Document text:
(begin)

Wendy Kei 執筆
For many a first-time traveller to Japan, enjoying a hot plate meal with choices of okonomiyaki (savoury Japanese pancake), monjayaki (a more liquified version of okonomiyaki), or yakisoba (Japanese fried noodles) that you can prepare yourself can be exciting - but what if you could enjoy all that on a moving boat that overlooks some of the best night scenery in Japan?
Enter Edomaekisen, a company that provides its guests this hot plate cooking experience onboard a yakatabune, a classic Japanese low barge style boat used to entertain guests. With a combination of quality ingredients for guests to make their own DIY teppanyaki cuisine, plus steering the boat down the Sumida River and docking it near the Odaiba region for guests to enjoy the spectacular nightscape while dining, Edomaekisen has already garnered traction amongst those looking for a unique experience on Tokyo Bay.
Arriving at the entrance of Edomaekisen, one can't help but notice the decorations reference the Edo period, and Shinto practices - Edo in the form of a traditional Japanese umbrella in crimson, and Shinto in the form of a portable shrine sitting atop a platform in the middle of the holding area, plus the huge portraits of previous yokozuna (sumo wrestling champions within the sumo universe) hanging on the walls, imbuing the space with a sense of nobility and grandeur. Prior reservations to this place are required (only in Japanese), and once you've registered your names you'd wait for the announcement for the boat's departure before proceeding to the docking area, where you'd be gestured to take off your shoes before entering the boat's interior.

(end)

Aim:
According to the article on the Edomaekisen boat dinner, what do guests take off before they enter the boat's interior?

Items:
(begin)

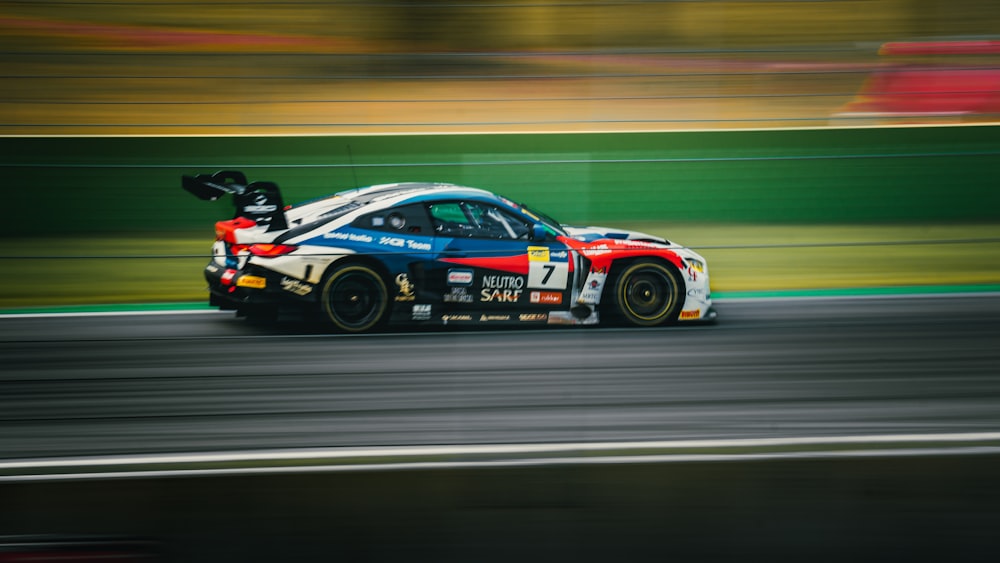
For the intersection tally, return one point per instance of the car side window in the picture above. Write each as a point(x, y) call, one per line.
point(408, 219)
point(476, 220)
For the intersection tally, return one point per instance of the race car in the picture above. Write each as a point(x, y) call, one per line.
point(418, 253)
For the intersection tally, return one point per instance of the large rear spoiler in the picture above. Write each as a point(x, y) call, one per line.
point(260, 201)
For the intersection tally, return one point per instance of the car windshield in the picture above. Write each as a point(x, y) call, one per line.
point(549, 223)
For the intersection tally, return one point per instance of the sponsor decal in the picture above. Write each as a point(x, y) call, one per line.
point(295, 286)
point(594, 285)
point(408, 244)
point(460, 277)
point(501, 289)
point(695, 268)
point(255, 282)
point(353, 237)
point(596, 250)
point(405, 288)
point(458, 295)
point(545, 297)
point(538, 254)
point(421, 312)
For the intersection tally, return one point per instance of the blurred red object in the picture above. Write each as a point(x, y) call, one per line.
point(956, 79)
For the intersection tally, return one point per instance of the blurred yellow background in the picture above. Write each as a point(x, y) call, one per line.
point(167, 67)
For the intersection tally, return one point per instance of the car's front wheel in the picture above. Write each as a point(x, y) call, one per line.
point(649, 293)
point(355, 298)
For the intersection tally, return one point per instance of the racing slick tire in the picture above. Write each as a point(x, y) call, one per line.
point(355, 298)
point(649, 293)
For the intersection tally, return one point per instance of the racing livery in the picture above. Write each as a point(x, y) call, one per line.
point(431, 253)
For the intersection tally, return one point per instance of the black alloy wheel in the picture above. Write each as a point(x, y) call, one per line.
point(355, 298)
point(649, 293)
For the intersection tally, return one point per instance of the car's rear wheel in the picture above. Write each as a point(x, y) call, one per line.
point(649, 293)
point(355, 298)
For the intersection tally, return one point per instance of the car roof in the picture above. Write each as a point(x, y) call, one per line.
point(413, 192)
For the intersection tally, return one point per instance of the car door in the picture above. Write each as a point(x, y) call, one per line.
point(490, 266)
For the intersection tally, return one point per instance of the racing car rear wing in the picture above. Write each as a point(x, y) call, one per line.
point(259, 201)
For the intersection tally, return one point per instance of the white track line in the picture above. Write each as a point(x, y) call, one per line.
point(506, 455)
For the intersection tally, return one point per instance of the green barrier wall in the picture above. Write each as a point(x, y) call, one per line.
point(93, 184)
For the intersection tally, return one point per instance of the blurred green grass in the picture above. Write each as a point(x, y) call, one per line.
point(142, 268)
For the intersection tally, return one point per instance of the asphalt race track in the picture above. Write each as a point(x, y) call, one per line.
point(196, 382)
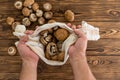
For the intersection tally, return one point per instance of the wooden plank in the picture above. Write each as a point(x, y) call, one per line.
point(104, 67)
point(107, 30)
point(89, 12)
point(102, 47)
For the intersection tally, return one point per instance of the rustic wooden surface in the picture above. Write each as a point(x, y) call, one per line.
point(103, 55)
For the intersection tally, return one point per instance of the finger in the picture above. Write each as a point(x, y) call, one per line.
point(79, 33)
point(28, 32)
point(23, 39)
point(78, 26)
point(36, 27)
point(73, 26)
point(69, 24)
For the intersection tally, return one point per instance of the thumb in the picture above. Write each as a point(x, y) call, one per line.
point(23, 39)
point(79, 33)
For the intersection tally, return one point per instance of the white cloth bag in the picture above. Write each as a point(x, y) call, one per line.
point(91, 33)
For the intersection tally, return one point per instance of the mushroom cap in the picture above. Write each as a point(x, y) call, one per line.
point(61, 34)
point(12, 50)
point(35, 6)
point(20, 28)
point(47, 6)
point(51, 21)
point(61, 56)
point(18, 4)
point(26, 22)
point(69, 15)
point(15, 24)
point(33, 17)
point(48, 15)
point(43, 41)
point(26, 11)
point(51, 48)
point(41, 20)
point(28, 2)
point(10, 20)
point(39, 13)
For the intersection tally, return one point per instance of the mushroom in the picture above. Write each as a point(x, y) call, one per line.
point(44, 33)
point(35, 6)
point(41, 20)
point(43, 41)
point(20, 29)
point(48, 38)
point(69, 15)
point(28, 3)
point(18, 5)
point(39, 13)
point(12, 50)
point(61, 56)
point(47, 55)
point(55, 58)
point(51, 21)
point(33, 17)
point(61, 34)
point(26, 22)
point(47, 6)
point(50, 30)
point(10, 20)
point(48, 15)
point(51, 48)
point(15, 24)
point(59, 45)
point(26, 11)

(end)

Response below:
Their shoes.